=== Exercise data ===

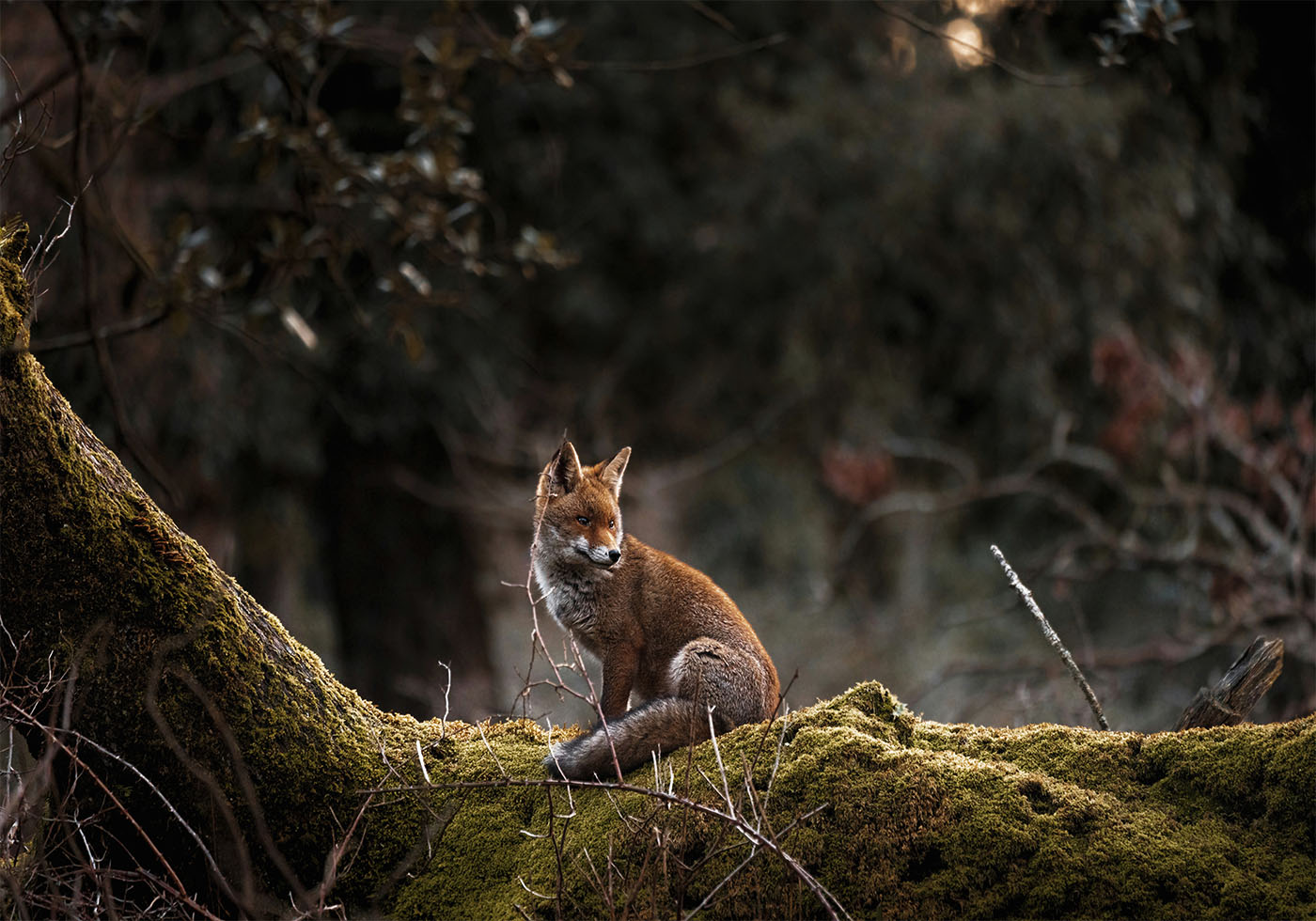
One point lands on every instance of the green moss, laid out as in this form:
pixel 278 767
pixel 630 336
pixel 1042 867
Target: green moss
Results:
pixel 916 819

===

**Assignment**
Which lines of the data include the string "green"? Find them and copy each one.

**Task response**
One point lands on every instance of the green moss, laid out as in this form:
Target: green moss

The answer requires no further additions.